> Supplied text:
## START

# fruit and veggie question



## kiki (May 28, 2012)

I've been reading the posts in this section about fruits and veggies and have some questions. Are these items used as treats or snacks or are they part of the dog's regular meal times? If part of meals, do you put the fruit/veggies in the bowl with the dry food or in a separate bowl? How much fruit/veggies can a dog have each day? (The V we are getting is almost 5 years old.)

Anxious and super excited to pick up our vizsla tomorrow morning!!!!!!!


----------



## flynnandlunasmom (May 28, 2012)

I will sometimes use baby carrots as treats. Other fruit (pineapples, watermelon, apples, strawberries etc.), i usually just give them a few pieces when they see me cutting it. I make them do something for it though - no freebies (even if it's just a sit).

Occasionally my dogs get broccoli with their meal because my mother-in-law likes to give it to them when she comes over. We steam it and chop up and mixed in with the dry food (I use Orijen). She usually adds in a little rice & lean ground beef too so I'm not sure they'd be all that interested in the broccoli if it were on it's own. We let her spoil her grand-pups. 

I know a lot of people mix sweet potato or pumpkin puree in with their dry food but I have never tried it.


----------



## redrover (Mar 17, 2011)

I approach these things as very extra special treats--he doesn't get them every day (except carrots, as I put those in his Kong), but only if I happen to be eating them or cutting them. And, like flynnandlunasmom, he has to do something to earn it. A sit, some puppy push-ups, or a handshake, for example. I usually don't give him more than a few bits and pieces of the fruit or vegetable.

He does get spoiled by my grandmother, because she is 90 and stubborn, so he gets a few more table scraps when we're visiting her. For a couple of days it makes no real difference, but when we're there for a week or so, I try to scale back a touch on his food.

I do mix canned pumpkin in with his food if he's having stool issues--soft or hard--to sort that out. But that's the only time I do it.


----------

## END

Position identification records
## START

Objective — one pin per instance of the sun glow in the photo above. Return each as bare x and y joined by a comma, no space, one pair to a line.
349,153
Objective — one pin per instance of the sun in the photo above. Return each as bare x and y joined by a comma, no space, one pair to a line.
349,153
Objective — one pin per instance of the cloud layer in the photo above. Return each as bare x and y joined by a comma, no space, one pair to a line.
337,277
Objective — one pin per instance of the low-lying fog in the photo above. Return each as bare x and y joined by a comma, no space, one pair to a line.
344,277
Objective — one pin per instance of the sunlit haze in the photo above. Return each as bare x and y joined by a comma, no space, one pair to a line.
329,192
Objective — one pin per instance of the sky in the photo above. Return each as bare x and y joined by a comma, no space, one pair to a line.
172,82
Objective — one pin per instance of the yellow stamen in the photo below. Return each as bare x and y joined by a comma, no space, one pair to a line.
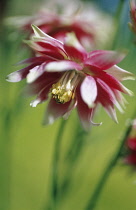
61,94
64,90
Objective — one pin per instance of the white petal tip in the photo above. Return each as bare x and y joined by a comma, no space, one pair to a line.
48,120
96,124
34,103
14,77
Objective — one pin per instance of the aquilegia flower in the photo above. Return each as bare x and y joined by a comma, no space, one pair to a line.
88,26
70,77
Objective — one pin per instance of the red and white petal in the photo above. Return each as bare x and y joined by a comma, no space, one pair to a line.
40,35
42,96
103,59
19,75
120,73
88,90
40,59
73,48
58,66
110,95
35,73
111,112
113,83
41,82
55,111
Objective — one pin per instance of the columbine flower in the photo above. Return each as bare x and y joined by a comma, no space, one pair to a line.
72,77
133,15
87,25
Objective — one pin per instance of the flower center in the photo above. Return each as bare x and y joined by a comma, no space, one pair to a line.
64,90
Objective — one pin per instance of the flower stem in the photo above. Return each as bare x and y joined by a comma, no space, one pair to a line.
76,148
54,184
92,202
117,23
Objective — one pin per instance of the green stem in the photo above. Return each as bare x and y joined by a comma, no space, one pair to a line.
117,23
54,184
92,202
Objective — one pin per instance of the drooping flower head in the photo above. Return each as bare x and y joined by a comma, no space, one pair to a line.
69,76
133,15
88,26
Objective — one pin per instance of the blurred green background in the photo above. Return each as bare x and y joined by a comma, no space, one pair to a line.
26,147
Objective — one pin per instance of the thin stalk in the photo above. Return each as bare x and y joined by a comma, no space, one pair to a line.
117,23
55,164
72,157
93,201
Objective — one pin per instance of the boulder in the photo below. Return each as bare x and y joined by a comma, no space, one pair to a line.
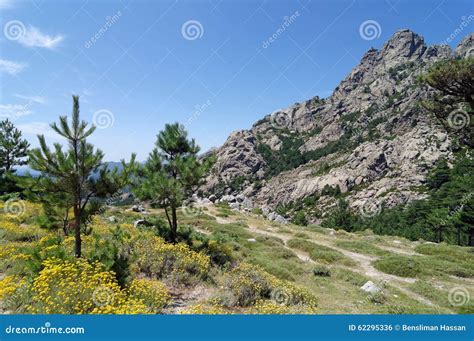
142,222
370,288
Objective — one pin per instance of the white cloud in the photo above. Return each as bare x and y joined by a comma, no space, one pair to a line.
5,4
35,99
33,37
13,110
10,67
39,128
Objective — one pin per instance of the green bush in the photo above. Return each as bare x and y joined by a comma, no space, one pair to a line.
322,271
300,219
400,266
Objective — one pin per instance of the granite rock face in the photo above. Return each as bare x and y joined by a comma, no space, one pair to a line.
372,138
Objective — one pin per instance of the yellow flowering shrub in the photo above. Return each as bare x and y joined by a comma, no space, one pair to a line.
265,307
151,292
78,287
157,258
201,309
8,286
250,283
19,211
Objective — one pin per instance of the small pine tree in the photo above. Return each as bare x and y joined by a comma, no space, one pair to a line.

## END

> Problems to solve:
1. In the thread, what does redrover mix into the dog's food when it has stool issues?
2. Please return the part of the thread from "# fruit and" to "vizsla tomorrow morning!!!!!!!", copied word for word.

> Full answers:
1. Canned pumpkin.

2.
# fruit and veggie question



## kiki (May 28, 2012)

I've been reading the posts in this section about fruits and veggies and have some questions. Are these items used as treats or snacks or are they part of the dog's regular meal times? If part of meals, do you put the fruit/veggies in the bowl with the dry food or in a separate bowl? How much fruit/veggies can a dog have each day? (The V we are getting is almost 5 years old.)

Anxious and super excited to pick up our vizsla tomorrow morning!!!!!!!